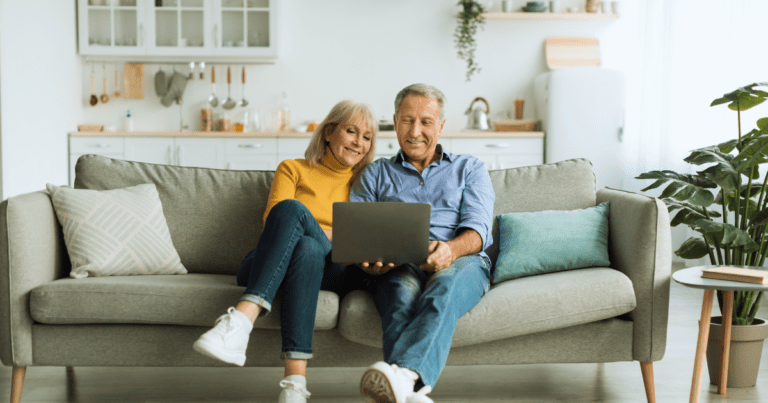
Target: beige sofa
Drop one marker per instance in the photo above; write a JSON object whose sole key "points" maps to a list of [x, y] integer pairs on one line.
{"points": [[600, 314]]}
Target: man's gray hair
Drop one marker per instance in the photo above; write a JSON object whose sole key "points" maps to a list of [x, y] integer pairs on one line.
{"points": [[425, 90]]}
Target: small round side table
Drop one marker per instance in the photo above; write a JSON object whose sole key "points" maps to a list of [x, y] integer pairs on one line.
{"points": [[691, 277]]}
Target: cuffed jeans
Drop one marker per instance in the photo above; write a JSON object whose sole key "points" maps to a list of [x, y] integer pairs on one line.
{"points": [[419, 311], [293, 254]]}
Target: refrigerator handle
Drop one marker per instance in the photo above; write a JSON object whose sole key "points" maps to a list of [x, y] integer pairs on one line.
{"points": [[621, 126]]}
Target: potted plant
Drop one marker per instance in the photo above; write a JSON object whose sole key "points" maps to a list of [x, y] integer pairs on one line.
{"points": [[728, 206], [470, 18]]}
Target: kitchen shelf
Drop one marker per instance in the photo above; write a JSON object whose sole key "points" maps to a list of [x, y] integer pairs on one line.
{"points": [[550, 16], [388, 134]]}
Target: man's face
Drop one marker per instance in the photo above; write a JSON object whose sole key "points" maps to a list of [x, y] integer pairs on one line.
{"points": [[418, 127]]}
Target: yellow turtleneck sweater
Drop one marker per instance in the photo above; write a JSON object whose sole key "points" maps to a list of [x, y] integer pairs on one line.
{"points": [[316, 187]]}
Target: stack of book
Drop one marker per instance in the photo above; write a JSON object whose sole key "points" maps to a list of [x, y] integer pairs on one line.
{"points": [[737, 274]]}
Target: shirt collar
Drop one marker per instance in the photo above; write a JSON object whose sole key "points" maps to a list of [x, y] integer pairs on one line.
{"points": [[439, 149]]}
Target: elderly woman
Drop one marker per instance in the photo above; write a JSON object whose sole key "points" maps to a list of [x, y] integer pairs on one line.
{"points": [[293, 252]]}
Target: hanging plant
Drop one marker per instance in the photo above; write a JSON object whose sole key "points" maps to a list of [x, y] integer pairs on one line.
{"points": [[470, 18]]}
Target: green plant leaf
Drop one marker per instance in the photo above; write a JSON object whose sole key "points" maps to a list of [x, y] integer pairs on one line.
{"points": [[690, 187], [762, 124], [693, 248], [751, 155], [724, 175], [743, 98], [708, 155], [728, 235]]}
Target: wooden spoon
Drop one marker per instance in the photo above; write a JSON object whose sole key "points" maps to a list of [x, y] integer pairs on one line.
{"points": [[94, 98], [117, 84], [104, 96]]}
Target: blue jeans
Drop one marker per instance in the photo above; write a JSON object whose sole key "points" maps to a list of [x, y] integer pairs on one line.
{"points": [[293, 255], [419, 311]]}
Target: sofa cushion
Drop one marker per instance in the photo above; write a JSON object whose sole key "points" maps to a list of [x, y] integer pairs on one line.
{"points": [[120, 232], [513, 308], [192, 300], [564, 185], [548, 241], [214, 215]]}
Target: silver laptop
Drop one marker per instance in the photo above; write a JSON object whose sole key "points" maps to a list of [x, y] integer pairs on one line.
{"points": [[390, 231]]}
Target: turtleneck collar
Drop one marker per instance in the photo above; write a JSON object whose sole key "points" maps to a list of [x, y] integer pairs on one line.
{"points": [[330, 162]]}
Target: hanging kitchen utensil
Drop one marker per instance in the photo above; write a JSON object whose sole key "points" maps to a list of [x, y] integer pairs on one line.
{"points": [[229, 103], [117, 83], [94, 99], [104, 96], [213, 100], [243, 102], [161, 82], [478, 119]]}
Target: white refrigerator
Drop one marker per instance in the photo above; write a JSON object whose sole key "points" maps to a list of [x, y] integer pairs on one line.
{"points": [[582, 116]]}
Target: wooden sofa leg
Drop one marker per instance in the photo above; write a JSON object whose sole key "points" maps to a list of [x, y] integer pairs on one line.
{"points": [[650, 391], [17, 383]]}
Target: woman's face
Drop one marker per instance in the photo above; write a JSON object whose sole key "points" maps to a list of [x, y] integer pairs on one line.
{"points": [[350, 142]]}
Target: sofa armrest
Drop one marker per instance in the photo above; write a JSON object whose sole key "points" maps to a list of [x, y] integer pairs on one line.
{"points": [[640, 246], [32, 253]]}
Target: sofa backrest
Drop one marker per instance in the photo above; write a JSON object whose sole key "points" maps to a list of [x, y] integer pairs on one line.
{"points": [[215, 215], [564, 185]]}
● ● ●
● Task goal
Write out every one of the records above word for word, omitting the pictures.

● Reply
Target: beige sofa
Drop one marker per instance in the photo above; write a JSON object whose sole key "points" maps to a list of [x, y] integer pairs on one line.
{"points": [[600, 314]]}
Target: man's gray hair
Drop one marker per instance in the photo above; write a JSON object whose sole key "points" maps to a list of [x, y] integer pairs on one line.
{"points": [[425, 90]]}
Target: small round side table
Drop one marker per instance in the photo above; write a JSON object whose sole key "points" maps to a list of [x, y] integer pairs on one line.
{"points": [[691, 277]]}
Target: cuffed jeans
Drop one marker per instance in the photo above; write a JSON object whose sole key "points" maps to a list of [x, y] integer pairs on one line.
{"points": [[419, 311], [293, 254]]}
Target: refrigerator handle
Drop one marker per instance in the photo above; write a JSON object whose sole key "points" maps to a list of [x, y] integer pairs on one line.
{"points": [[621, 126]]}
Target: potted plant
Drop one marker per instance in the photo above; write a JSON object whose sole key "points" maps to a list of [x, y] integer pairs on one line.
{"points": [[728, 206], [470, 18]]}
Target: kitchen shelf
Drop one marker per instance in the photo above; write a JSON object whose sole key "points" maps to a list of [x, y] integer pairs on one line.
{"points": [[550, 16], [388, 134]]}
Target: man's face
Drop one marker per instance in the photo above; write a JSON object whose sole key "points" maps to a list of [x, y] integer pairs on one line.
{"points": [[418, 127]]}
Target: yellow turtleneck sweater
Drop one marker per instance in the photo above; write a JSON object whose sole key "points" maps to a list of [x, y] integer pairs on one line.
{"points": [[316, 187]]}
Target: stack of book
Drop one marker per instance in the photo above; write a JSON object whose sole key "points" maps to a list of [x, y] integer pairs on one line.
{"points": [[737, 274]]}
Target: shirt collar
Drop one marker per instance in the photo above; write a JSON object whose sole key "points" maps to a list of [x, y] integer pairs on one line.
{"points": [[439, 149]]}
Target: elderly woman
Drop one marker per instance in the photo above; write a JSON object whose sole key "points" maps to a list of [x, y] integer pairs on one line.
{"points": [[293, 252]]}
Target: hanging plant
Drop one marker per instance in the photo above; write a JSON object whose sole key "points" maps to a list of [x, y] integer pairs on one line.
{"points": [[470, 18]]}
Target: green plant leaf
Drop one marker per instance in the photo above; write a JSON object whose sole key "points" maps to a list of [x, y] integer pairs on one line.
{"points": [[690, 187], [762, 124], [693, 248], [751, 155], [724, 175], [743, 98], [708, 155], [728, 235]]}
Target: wooden spoon
Drop one marker per instance in the photo above; write a JSON object whose sole key "points" maps to a list of [x, y] integer pairs on one line.
{"points": [[94, 98], [117, 84], [104, 96]]}
Target: blue jeans
Drop one marker per instance in the photo above; write a JSON object whose sole key "points" maps to a list of [x, y] integer pairs on one line.
{"points": [[293, 255], [419, 311]]}
Target: sofa cushion
Drop one marker per instance in the photo above; write a JSON object whose sole key "points" maps to a list of [x, y] integer pairs on one line.
{"points": [[120, 232], [513, 308], [192, 300], [564, 185], [548, 241], [214, 215]]}
Target: silver laptop
Drop one marker per instance in the photo above; write a JSON object whose sole key "points" maps to a list of [x, y] integer pairs on one line.
{"points": [[390, 231]]}
Target: turtleneck collar
Drop one marker per instance in the photo above; write a JSON object whose sole key "points" maps to a list of [x, y] integer pairs on one line.
{"points": [[330, 162]]}
Target: hanging kitchen utensil
Drop one marker per instance in the photo above; write a JSON object whose sole key "points" maps to a list of [x, y] integer pairs on one line.
{"points": [[229, 103], [117, 83], [94, 99], [104, 96], [213, 100], [243, 102], [161, 82], [478, 119]]}
Target: white refrigerator
Drop one marker per instance in the photo above; write a JSON object whose sole key "points" maps to a list of [x, y] integer pairs on one line.
{"points": [[582, 116]]}
Target: wooden sofa leg
Drop one marker per instance in the photo above; write a JSON object whose sole key "points" maps to a list of [x, y] integer pairs on one line.
{"points": [[650, 391], [17, 383]]}
Target: woman's face
Drop one marker per instance in the photo above; write a JSON object whose sole key "points" maps to a list of [x, y] integer pairs on one line.
{"points": [[350, 142]]}
Target: sofa armrest
Drop one marker per instance in the photo above; write a JSON object whose sole key "points" maps to a list of [x, y] integer pairs on one line.
{"points": [[640, 246], [32, 253]]}
Target: sofa backrest
Drop one marker per instance in the photo above; write a JSON object whose sole key "points" maps to a list of [x, y] integer pairs on one line.
{"points": [[215, 215], [564, 185]]}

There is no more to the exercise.